Written task 1: In the stored records below, substitute "mark each occurrence" for every occurrence of "point out every instance", leaving all other wording unchanged.

Document segment:
═══

# Under-seat subwoofers?



## .je (Feb 8, 2003)

I'm looking at adding a sub to my aftermarket deck that has line-level outputs. 
I already used a Bazooka tube (a little 50W) but I didn't like the way it sounded or the space it took up. It was loud enough, 75% of the time, then it sort of disappeared. 

I am thinking to mount one of those under-seat subwoofers like a Kenwood KSC-SW10, even a Pyle something-or-other (there are a few to choose from) or something like that since I don't play music very loud (often). Something 6.5", even 8". 

How are these things? Worth buying? 

OK here's my stupid idea for real: Ideally, I'd like to put this where the factory CD changer was, in the factory bracket. By measurements it will fit. Will this location work _against _the sound production?


----------



## .je (Feb 8, 2003)

My other choice could be to find an 6.5" or 8" sub, an amp (these are not cheap for the simple task I am looking at), and try to build a 0.25 cubic foot box to sit in the bracket. 

Ive seen the installs that fiberglass the trunk corner and don't want to do that. 

Which would produce better results?


----------



## Pat @ Pitt Soundworks (Nov 14, 2008)

If you actually CARE about the sound of your music, you'd never consider one of these things. 

Since you can't get the performance you want out of crappy sub-in-a-box type deals, have you considered actually upgrading your main speakers to better low-end producing ones? 

What kind of car is it?


----------



## .je (Feb 8, 2003)

At this time the stock speakers in this Jetta are more or less still OK - I might like better ones, will keep it in mind but right now I thought that would be more work and money than I was wanting to put out. 
Ive had the car 10 years since new the end of this month, and it's not the priority for me. I'm hoping for more bass. The unit is a not too wowing Clarion DXZ385, but it's good for me. 

Still, in that situation maybe making a box with a 6.5" speaker is better? but how much better really? 

In this situation I'm interested in your suggestion (if there's anything other than upgrade all the speakers).


----------



## zrau17 (Apr 21, 2010)

Powered subs....:thumbdown: 

Depends on the money you want to spend really, but you could get a decent amp and upgrade all four of your speakers and get better sound quality than your stock setup at a reasonable cost. 

HINT: Go to this website, find what you like..then go to this website and search for it. You will find it brand new at a much more reasonable cost. 
:beer:


----------



## Pat @ Pitt Soundworks (Nov 14, 2008)

The problem you're facing isn't an uncommon one. You're looking for an increase in low-end response. Bass output (basically) relies on three things: surface area, excursion, and power, 
The stock speakers are 6.5 and you have four of them. Considering how low they go, how much lower do you think adding one more 6.5 will go? What I was suggesting with replacing the stock speakers was to do some that are more oriented towards producing bass frequencies - ones that have more throw. 

They don't have to be anything expensive, either. If you can find some Ascendant Audio Poly's (second hand and less than $100) they'll probably go low enough for you. Otherwise, these are a good choice.

═══

Stored records:
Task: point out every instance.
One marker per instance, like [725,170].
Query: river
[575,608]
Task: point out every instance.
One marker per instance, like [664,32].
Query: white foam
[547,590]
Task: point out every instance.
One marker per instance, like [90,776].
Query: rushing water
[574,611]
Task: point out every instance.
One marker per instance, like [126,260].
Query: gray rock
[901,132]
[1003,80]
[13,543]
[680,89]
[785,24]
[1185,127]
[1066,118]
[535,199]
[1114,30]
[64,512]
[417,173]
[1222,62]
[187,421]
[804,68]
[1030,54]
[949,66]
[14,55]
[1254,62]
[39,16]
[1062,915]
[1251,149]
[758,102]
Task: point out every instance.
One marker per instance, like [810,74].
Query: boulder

═══

Written task 2: According to the under-seat subwoofer thread, what three things does bass output basically rely on?

Task output 1:
Task: mark each occurrence.
One marker per instance, like [725,170].
Query: river
[575,608]
Task: mark each occurrence.
One marker per instance, like [664,32].
Query: white foam
[547,590]
Task: mark each occurrence.
One marker per instance, like [90,776].
Query: rushing water
[574,611]
Task: mark each occurrence.
One marker per instance, like [126,260].
Query: gray rock
[901,132]
[1003,80]
[13,543]
[680,89]
[785,24]
[1185,127]
[1066,118]
[535,199]
[1114,30]
[64,512]
[417,173]
[1222,62]
[187,421]
[804,68]
[1030,54]
[949,66]
[14,55]
[1254,62]
[39,16]
[1062,915]
[1251,149]
[758,102]
Task: mark each occurrence.
One marker per instance, like [810,74].
Query: boulder

Task output 2: Surface area, excursion, and power.